Return each of the following records word for word, with no changes.

------ Stored records ------

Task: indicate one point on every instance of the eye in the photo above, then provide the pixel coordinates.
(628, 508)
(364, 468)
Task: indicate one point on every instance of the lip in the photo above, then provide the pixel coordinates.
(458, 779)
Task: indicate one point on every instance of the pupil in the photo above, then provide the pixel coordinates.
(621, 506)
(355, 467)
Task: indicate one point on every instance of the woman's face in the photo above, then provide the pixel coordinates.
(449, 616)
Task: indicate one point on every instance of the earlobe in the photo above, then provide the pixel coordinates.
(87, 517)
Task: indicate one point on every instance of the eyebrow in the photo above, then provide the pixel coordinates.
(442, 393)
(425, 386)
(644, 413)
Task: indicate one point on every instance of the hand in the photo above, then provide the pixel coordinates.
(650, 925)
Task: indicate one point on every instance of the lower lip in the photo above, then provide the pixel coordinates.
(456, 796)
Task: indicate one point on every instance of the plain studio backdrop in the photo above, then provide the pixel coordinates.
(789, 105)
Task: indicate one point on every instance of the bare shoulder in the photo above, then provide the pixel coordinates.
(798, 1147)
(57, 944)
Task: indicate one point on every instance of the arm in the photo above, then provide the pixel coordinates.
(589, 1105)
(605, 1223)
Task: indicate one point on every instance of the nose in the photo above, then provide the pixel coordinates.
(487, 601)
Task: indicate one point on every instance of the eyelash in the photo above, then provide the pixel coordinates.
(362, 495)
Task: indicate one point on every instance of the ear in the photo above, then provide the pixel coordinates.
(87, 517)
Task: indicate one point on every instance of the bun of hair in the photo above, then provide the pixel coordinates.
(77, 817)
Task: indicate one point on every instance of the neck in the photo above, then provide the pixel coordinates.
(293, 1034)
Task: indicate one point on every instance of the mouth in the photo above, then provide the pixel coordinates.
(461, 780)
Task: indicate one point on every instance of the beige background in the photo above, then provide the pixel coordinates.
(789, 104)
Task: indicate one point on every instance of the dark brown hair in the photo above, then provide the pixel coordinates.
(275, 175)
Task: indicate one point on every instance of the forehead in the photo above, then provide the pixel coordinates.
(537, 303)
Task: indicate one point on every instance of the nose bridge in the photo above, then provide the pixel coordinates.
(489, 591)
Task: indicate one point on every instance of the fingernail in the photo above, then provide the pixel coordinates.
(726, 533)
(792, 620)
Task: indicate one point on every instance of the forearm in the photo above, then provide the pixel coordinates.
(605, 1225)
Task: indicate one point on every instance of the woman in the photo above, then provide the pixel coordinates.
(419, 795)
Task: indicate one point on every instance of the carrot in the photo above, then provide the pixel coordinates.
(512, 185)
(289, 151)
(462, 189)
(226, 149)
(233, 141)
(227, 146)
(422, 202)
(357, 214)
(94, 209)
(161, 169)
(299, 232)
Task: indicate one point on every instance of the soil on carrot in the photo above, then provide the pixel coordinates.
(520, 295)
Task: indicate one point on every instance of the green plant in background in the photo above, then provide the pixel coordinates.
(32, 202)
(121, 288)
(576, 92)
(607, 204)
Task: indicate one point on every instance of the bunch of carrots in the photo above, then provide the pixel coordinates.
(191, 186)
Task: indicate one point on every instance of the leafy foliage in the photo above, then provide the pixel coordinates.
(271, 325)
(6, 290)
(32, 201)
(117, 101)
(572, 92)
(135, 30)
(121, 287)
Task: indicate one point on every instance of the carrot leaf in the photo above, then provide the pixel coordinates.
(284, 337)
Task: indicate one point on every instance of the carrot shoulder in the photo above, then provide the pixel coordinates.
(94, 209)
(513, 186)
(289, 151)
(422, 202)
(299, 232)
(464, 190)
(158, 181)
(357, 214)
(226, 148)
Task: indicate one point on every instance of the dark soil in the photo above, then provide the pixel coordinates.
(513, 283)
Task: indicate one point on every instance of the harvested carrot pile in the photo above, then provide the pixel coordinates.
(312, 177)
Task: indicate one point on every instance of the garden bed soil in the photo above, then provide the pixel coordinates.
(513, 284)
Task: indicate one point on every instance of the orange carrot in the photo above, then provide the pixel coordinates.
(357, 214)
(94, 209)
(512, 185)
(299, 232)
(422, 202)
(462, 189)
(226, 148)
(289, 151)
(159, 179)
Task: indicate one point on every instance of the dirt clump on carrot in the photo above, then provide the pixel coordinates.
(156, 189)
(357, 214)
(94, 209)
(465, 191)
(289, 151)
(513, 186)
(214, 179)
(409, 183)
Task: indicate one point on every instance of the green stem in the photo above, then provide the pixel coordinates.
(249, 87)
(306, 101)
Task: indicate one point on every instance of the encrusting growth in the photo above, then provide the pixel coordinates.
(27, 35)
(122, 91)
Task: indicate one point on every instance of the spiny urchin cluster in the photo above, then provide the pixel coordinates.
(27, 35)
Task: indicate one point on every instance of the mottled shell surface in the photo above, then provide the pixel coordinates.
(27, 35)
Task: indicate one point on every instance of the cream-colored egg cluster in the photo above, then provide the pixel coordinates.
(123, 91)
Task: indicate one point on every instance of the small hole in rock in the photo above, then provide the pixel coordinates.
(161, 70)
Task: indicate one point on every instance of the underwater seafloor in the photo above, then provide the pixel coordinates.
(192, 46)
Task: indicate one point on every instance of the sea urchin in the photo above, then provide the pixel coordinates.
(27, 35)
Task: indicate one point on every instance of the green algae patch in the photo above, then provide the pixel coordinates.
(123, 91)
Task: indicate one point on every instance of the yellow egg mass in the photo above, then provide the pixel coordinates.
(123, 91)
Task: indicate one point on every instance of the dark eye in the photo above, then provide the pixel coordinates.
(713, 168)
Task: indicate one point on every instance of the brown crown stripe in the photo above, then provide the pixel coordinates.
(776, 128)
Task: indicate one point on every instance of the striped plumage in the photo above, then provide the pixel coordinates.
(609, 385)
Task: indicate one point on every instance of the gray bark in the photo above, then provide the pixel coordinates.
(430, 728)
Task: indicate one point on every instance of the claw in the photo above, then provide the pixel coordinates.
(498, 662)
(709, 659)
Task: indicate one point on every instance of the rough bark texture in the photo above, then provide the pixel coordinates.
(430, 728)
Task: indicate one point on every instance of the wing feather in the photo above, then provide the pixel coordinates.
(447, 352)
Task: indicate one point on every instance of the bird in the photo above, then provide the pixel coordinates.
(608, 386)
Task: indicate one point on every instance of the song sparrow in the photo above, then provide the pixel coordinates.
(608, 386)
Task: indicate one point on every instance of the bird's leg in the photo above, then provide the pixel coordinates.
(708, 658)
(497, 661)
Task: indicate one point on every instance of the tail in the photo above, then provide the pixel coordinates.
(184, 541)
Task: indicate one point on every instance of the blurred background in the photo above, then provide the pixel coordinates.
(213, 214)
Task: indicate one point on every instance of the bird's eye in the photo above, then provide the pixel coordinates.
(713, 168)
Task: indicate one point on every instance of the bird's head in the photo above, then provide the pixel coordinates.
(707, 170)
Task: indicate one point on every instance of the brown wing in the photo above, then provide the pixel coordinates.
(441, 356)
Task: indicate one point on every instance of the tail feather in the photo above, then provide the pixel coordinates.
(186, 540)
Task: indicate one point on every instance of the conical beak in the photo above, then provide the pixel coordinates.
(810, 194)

------

**Task response**:
Task: indicate one point on every instance of the eye in the photo above, then provide the pixel coordinates.
(628, 508)
(364, 468)
Task: indicate one point on every instance of the lip in the photo above, then provide the pixel coordinates.
(458, 779)
Task: indicate one point on every instance of the pupil in the photo above, then provide the pixel coordinates.
(621, 506)
(355, 467)
Task: indicate one point on every instance of the woman's face in the photo above, then provide the pixel coordinates.
(449, 616)
Task: indicate one point on every instance of the earlobe in the photo above, then provide the pixel coordinates.
(87, 517)
Task: indicate one point on every instance of the eyebrow in the photo above, then provide the pixel coordinates.
(442, 393)
(425, 386)
(644, 413)
Task: indicate one point on every instance of the hand in the photo above, then provide the pixel coordinates.
(650, 925)
Task: indicate one point on every instance of the lower lip in the photo above, then provide the pixel coordinates.
(456, 796)
Task: indicate one point on every instance of the plain studio backdrop in the photo above, then provide the pixel coordinates.
(789, 105)
Task: indicate one point on every instance of the bare shoulder in the photo above, then provide the pixel coordinates.
(798, 1147)
(57, 944)
Task: indicate one point on every instance of the arm in the photo above, then provide the pixel coordinates.
(589, 1105)
(605, 1223)
Task: indicate one point on every instance of the nose in the photo above, then provide the pixel coordinates.
(487, 601)
Task: indicate one point on every instance of the eyelash in the photo above, then provide the pixel coordinates.
(362, 495)
Task: indicate one point on every instance of the ear in the photo above, then provide the pixel coordinates.
(87, 517)
Task: indicate one point on every instance of the bun of hair in the photo above, then provide the pixel coordinates.
(77, 817)
Task: indicate one point on every instance of the neck in the photo above, then provide the pixel coordinates.
(293, 1034)
Task: indicate one point on every instance of the mouth in the photo above, then provide the pixel coordinates.
(461, 780)
Task: indicate one point on every instance of the beige background in the photo above, then provide the pixel coordinates.
(789, 104)
Task: indicate one point on every instance of the dark brown hair in the photo above, then provide the pixel coordinates.
(275, 175)
Task: indicate one point on every instance of the forehead in the photo above, then provide the pixel coordinates.
(537, 303)
Task: indicate one point on every instance of the nose bridge in the photo above, then provide the pixel coordinates.
(489, 591)
Task: indicate one point on every instance of the fingernail in the photo above, then provide the pixel coordinates.
(726, 533)
(792, 620)
Task: indicate one point on every instance of the forearm in the photo above, then provide the pixel coordinates.
(605, 1225)
Task: indicate one point on every instance of the woman in the photo above, then provide the pixel coordinates.
(419, 795)
Task: indicate one point on every instance of the carrot in the photo above, then provide the pixel coordinates.
(512, 185)
(289, 151)
(462, 189)
(226, 149)
(233, 141)
(227, 146)
(422, 202)
(357, 214)
(94, 209)
(161, 169)
(299, 232)
Task: indicate one point on every instance of the soil on carrot in the photo above, then provide the pixel coordinates.
(520, 295)
Task: indicate one point on every instance of the green plant in background in the photo above, then provide the pixel coordinates.
(32, 202)
(121, 288)
(576, 92)
(607, 204)
Task: indicate one point on every instance of the bunch of carrots in the photo above, then provide the pixel coordinates.
(191, 186)
Task: indicate one point on every instance of the leafy foliage in the photo above, then provide the pixel coordinates.
(271, 325)
(6, 290)
(32, 201)
(117, 101)
(572, 92)
(135, 30)
(121, 287)
Task: indicate one point on every instance of the carrot leaf in the photo above, then provide the pixel coordinates.
(284, 337)
Task: indicate one point on every instance of the carrot shoulder in the photo above, then provide the pixel coordinates.
(94, 209)
(513, 186)
(289, 151)
(422, 202)
(299, 232)
(464, 190)
(158, 181)
(357, 214)
(226, 148)
Task: indicate one point on every instance of the dark soil in the photo above, then provide the pixel coordinates.
(513, 283)
Task: indicate one point on every instance of the harvested carrot pile in the photo above, then provide the pixel coordinates.
(312, 177)
Task: indicate one point on every instance of the garden bed soil in the photo above, then provide the pixel coordinates.
(513, 284)
Task: indicate one point on every instance of the orange carrot in the photo above, then provide the pixel coordinates.
(357, 214)
(94, 209)
(512, 185)
(299, 232)
(422, 202)
(462, 189)
(226, 148)
(289, 151)
(159, 179)
Task: indicate one point on every instance of the dirt clump on carrot in the photo above, then provide the pixel coordinates.
(156, 189)
(357, 214)
(94, 209)
(465, 191)
(289, 151)
(513, 186)
(214, 179)
(409, 183)
Task: indicate one point on every instance of the green stem in the photo above, then provide the pixel coordinates.
(249, 87)
(306, 101)
Task: indicate one point on every instance of the encrusting growth in the photo above, then provide the pixel coordinates.
(27, 35)
(122, 91)
Task: indicate one point on every instance of the spiny urchin cluster in the photo above, then provide the pixel coordinates.
(27, 35)
Task: indicate one point on every instance of the mottled shell surface in the photo above, then provide the pixel coordinates.
(27, 35)
Task: indicate one point on every instance of the cream-colored egg cluster in the photo above, then provide the pixel coordinates.
(123, 91)
Task: indicate one point on every instance of the small hole in rock in the photo above, then provide the pixel coordinates.
(161, 70)
Task: indicate one point on every instance of the underwater seafloor in the photo above, then provide the pixel coordinates.
(192, 46)
Task: indicate one point on every instance of the sea urchin in the photo above, then provide the pixel coordinates.
(27, 35)
Task: indicate one point on every instance of the green algae patch in the photo above, then provide the pixel coordinates.
(123, 91)
Task: indicate one point on every instance of the yellow egg mass in the photo above, then provide the pixel coordinates.
(123, 91)
Task: indicate one point on every instance of the dark eye in the photo above, then provide the pixel coordinates.
(713, 168)
Task: indicate one point on every instance of the brown crown stripe in the photo above, then provide the pixel coordinates.
(776, 128)
Task: indicate one point on every instance of the striped plumage in the photo above, then provide the pixel coordinates.
(609, 385)
Task: indicate one point on every instance of the gray bark in the photo above, then provide the pixel coordinates.
(430, 728)
Task: indicate one point on every instance of the claw in the photo above, then provide the pixel coordinates.
(498, 662)
(709, 659)
Task: indicate one point on every instance of the rough bark texture in the photo above, then provide the pixel coordinates.
(430, 728)
Task: indicate one point on every instance of the wing feather in the photo above, then provide the pixel coordinates.
(447, 352)
Task: indicate one point on every instance of the bird in the photo above, then provide the pixel coordinates.
(608, 386)
Task: indicate one point on every instance of the song sparrow in the photo above, then provide the pixel coordinates.
(608, 386)
Task: indicate one point on every instance of the bird's leg in the photo above, then provide the pixel coordinates.
(708, 658)
(497, 661)
Task: indicate one point on every instance of the tail in the photo above, then provide the pixel coordinates.
(184, 541)
Task: indicate one point on every instance of the blurred background in the photo above, then provide the pixel coordinates.
(213, 214)
Task: indicate one point on every instance of the bird's eye in the photo above, then provide the pixel coordinates.
(713, 168)
Task: indicate one point on every instance of the bird's head in the photo above, then provide the pixel coordinates.
(707, 170)
Task: indicate one point on every instance of the brown wing in the photo above, then provide the pixel coordinates.
(441, 356)
Task: indicate one point on every instance of the tail feather in the photo above, then provide the pixel coordinates.
(186, 540)
Task: indicate one point on every instance of the conical beak in the photo above, then provide the pixel coordinates.
(810, 194)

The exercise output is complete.